Safety of Colon Contrast material in (Helical) CT Examination of Patients with suspected Diverticulitis
Kircher Moritz F., Kihiczak Danylo, Rhea James T., Novelline Robert A.
PURPOSE: Today patients with suspected diverticulitis are commonly imaged with a CT scan utilizing a variety of methods of contrast medium administration. Although CT with rectally administered colon contrast has demonstrated a high diagnostic accuracy, concerns have been raised over its safety in patients with diverticulitis. The following retrospective investigation was undertaken to answer this concern.
MATERIALS AND METHODS: Between January, 1997, and July, 1999, 308 patients with suspected diverticulitis were examined in the Emergency Radiology Division of the Massachusetts General Hospital by means of a helical CT scan performed with rectally administered colon contrast material. The patientsí CT findings were correlated with their clinical courses and/or surgical findings.
━━━━━━━━━━━━━━━━
== Activities ==
1 - According to the abstract on colon contrast safety in CT for suspected diverticulitis, how many patients were examined between January 1997 and July 1999?
2 - Echo the abstract on colon contrast in CT for diverticulitis from "PURPOSE: Today patients" up to and including "answer this concern.".
3 - Pick up the abstract on the safety of colon contrast in CT for suspected diverticulitis where it stops, and write what follows.

== Supplied data ==
━━━━━━━━━━━━━━━━
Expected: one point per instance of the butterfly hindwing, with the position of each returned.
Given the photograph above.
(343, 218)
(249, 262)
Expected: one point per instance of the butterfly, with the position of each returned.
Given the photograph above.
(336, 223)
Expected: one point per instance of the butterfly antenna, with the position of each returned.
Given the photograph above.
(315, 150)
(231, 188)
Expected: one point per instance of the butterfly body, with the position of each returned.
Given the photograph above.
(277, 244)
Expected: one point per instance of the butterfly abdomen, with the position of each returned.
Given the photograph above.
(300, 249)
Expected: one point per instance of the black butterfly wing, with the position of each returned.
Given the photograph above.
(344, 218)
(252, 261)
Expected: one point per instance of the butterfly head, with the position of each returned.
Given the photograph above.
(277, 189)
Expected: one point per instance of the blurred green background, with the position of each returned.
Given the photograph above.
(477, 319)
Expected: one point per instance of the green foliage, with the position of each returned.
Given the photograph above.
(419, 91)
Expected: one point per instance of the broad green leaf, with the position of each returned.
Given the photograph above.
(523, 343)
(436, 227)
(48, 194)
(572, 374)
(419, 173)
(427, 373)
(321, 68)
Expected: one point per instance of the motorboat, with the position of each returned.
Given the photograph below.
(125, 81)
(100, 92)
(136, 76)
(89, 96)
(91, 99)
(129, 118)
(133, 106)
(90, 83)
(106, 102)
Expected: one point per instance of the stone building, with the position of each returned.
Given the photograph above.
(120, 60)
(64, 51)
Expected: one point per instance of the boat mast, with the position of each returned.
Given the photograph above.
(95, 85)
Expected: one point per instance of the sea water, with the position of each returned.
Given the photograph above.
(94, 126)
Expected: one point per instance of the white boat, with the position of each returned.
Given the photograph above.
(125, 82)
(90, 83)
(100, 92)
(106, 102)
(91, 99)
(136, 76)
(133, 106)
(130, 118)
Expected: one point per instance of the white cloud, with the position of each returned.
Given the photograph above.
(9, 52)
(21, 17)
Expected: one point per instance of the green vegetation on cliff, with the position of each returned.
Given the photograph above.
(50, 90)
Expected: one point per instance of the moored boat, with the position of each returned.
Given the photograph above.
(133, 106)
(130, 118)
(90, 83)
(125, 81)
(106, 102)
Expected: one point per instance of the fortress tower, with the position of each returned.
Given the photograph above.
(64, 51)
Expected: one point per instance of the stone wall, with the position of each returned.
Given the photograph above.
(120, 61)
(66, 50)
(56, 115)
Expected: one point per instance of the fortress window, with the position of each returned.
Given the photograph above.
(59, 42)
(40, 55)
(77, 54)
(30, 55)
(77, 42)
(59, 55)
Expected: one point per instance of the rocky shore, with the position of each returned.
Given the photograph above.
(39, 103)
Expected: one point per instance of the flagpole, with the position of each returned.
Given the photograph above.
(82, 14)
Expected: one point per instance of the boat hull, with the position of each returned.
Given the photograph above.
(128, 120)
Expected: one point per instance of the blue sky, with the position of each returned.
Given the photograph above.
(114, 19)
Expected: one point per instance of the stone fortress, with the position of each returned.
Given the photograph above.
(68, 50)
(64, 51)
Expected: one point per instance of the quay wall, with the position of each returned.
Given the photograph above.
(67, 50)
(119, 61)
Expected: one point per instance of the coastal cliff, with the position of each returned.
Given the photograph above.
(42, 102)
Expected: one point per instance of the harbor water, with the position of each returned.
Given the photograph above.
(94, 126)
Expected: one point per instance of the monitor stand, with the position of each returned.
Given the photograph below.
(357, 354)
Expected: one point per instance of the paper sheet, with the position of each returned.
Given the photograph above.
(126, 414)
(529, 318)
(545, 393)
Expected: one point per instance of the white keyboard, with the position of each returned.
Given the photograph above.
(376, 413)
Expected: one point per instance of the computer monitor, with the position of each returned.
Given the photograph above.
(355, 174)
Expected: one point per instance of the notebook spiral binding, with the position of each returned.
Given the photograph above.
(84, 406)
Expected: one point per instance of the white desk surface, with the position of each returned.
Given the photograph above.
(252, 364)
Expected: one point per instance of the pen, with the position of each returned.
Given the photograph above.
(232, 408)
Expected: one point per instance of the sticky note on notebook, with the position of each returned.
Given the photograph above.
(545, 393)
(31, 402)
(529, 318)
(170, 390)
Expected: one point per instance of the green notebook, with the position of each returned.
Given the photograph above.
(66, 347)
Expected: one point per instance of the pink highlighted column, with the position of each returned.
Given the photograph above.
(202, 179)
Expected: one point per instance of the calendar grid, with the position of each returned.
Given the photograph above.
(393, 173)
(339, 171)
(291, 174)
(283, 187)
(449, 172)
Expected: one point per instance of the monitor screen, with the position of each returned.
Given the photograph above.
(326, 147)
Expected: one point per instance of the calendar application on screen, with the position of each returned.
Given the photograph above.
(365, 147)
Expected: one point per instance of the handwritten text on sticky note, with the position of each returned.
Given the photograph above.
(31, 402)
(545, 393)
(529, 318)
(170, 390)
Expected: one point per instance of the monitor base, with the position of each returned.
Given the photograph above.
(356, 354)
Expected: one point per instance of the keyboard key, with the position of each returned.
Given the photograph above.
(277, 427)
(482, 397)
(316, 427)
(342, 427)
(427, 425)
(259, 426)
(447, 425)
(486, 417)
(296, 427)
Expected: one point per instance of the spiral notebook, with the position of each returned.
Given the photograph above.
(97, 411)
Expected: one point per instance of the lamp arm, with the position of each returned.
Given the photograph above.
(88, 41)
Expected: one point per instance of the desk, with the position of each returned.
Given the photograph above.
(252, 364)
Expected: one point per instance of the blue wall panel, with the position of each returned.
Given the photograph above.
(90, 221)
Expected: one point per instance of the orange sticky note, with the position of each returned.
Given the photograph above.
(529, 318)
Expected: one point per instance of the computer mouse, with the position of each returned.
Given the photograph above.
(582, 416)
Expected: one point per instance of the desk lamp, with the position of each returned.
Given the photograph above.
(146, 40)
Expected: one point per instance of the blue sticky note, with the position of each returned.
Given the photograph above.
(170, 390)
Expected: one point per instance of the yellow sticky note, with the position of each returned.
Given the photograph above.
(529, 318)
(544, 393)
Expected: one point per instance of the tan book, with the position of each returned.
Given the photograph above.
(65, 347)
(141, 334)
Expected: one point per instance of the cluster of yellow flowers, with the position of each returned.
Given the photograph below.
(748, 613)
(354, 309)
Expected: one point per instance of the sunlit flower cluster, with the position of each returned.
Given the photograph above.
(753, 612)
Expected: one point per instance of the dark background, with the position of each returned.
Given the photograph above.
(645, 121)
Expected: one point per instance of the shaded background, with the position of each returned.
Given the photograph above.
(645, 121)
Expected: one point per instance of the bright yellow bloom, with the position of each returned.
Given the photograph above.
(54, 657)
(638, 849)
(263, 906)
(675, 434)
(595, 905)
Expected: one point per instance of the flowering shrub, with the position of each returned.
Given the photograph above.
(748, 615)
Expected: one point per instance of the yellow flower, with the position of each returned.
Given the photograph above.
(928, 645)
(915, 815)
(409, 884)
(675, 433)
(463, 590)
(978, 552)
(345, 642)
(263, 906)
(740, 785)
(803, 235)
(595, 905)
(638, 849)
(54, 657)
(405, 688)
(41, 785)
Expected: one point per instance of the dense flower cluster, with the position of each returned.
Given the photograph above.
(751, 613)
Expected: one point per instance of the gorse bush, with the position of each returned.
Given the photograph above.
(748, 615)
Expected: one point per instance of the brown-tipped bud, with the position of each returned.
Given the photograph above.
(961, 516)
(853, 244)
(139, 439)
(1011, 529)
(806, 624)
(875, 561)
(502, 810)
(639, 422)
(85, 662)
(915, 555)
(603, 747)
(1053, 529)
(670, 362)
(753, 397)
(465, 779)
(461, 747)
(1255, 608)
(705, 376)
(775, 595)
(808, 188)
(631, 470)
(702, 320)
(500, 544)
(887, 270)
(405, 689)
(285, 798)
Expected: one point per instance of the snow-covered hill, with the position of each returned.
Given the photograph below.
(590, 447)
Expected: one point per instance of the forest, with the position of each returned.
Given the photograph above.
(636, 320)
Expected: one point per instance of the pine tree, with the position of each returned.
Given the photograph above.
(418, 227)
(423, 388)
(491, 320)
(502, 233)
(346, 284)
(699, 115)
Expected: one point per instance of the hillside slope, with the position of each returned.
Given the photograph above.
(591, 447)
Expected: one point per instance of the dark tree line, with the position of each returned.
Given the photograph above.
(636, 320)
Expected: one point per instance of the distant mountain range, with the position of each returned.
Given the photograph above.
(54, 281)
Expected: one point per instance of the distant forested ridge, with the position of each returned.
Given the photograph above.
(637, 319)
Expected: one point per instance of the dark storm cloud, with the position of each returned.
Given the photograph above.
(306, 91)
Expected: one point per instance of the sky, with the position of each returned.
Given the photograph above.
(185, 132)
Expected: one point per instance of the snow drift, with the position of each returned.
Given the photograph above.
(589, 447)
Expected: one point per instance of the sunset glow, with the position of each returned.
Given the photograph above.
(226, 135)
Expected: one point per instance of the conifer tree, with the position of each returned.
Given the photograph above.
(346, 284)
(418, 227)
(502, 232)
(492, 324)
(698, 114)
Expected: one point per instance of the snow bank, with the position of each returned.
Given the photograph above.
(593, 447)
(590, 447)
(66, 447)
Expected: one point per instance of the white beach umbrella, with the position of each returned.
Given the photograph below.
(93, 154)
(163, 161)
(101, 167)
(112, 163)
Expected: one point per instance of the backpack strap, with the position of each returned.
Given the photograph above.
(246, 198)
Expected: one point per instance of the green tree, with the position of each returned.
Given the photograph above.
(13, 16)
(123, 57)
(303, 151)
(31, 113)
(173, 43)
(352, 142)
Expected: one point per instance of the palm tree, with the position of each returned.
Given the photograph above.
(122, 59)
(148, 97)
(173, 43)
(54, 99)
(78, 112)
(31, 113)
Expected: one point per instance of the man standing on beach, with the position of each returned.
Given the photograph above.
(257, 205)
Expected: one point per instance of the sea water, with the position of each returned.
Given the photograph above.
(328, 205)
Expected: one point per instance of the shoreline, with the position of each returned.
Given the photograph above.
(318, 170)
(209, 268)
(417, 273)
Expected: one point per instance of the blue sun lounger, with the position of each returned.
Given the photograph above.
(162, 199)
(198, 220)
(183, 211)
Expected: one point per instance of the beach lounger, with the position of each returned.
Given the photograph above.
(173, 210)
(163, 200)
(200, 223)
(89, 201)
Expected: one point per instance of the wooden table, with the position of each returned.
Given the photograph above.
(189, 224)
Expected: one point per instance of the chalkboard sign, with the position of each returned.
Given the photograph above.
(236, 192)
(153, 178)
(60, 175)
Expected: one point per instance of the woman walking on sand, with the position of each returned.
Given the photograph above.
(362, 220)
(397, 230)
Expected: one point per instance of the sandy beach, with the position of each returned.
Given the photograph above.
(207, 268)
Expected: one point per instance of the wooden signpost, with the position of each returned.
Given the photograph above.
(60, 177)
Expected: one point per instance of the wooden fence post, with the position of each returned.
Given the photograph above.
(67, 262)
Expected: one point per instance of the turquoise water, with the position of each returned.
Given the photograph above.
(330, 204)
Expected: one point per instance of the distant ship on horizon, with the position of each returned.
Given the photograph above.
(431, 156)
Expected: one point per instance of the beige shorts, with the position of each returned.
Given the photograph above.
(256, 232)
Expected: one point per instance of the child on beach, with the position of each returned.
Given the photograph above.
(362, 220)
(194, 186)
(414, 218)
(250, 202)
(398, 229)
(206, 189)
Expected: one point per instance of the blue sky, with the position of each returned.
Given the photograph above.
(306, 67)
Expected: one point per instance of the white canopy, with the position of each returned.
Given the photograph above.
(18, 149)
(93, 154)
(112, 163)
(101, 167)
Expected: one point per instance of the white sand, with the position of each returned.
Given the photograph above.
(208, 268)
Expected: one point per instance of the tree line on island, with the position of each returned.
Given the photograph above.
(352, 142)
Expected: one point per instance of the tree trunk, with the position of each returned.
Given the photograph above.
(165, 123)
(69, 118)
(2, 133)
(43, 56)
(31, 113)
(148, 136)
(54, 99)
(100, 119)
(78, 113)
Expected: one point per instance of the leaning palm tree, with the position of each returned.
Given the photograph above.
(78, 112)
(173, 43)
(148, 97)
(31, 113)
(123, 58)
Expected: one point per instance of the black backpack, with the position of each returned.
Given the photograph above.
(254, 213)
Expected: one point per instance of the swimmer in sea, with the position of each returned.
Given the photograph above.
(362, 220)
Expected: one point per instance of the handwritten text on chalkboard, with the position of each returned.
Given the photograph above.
━━━━━━━━━━━━━━━━
== Responses in order ==
1 - 308 patients

2 -
PURPOSE: Today patients with suspected diverticulitis are commonly imaged with a CT scan utilizing a variety of methods of contrast medium administration. Although CT with rectally administered colon contrast has demonstrated a high diagnostic accuracy, concerns have been raised over its safety in patients with diverticulitis. The following retrospective investigation was undertaken to answer this concern.

3 -
RESULTS: Of the 308 scans, 115 (37.3%) were positive for diverticulitis. Of 193 patients without diverticulitis, 91 (47.1% of patients without diverticulitis) had alternative diagnoses made by CT, such as small bowel obstruction, epiploic appendagitis, and urinary tract calculi. No complications due to colon contrast material were noted. Even in cases where there was free extraluminal air, no extravasated contrast material was seen. Rectally administered colon contrast was well tolerated by patients and provided excellent large bowel opacification. This method saved imaging time in an emergency setting, as there was no need to wait for oral contrast to reach the colon.
CONCLUSION: Out of 308 CT scans, there were no complications from the use of rectally administered colon contrast material. No case of traumatic bowel perforation secondary to colon contrast material was observed. Rectally administered colon contrast material is safe in the CT examination of patients with suspected diverticulitis.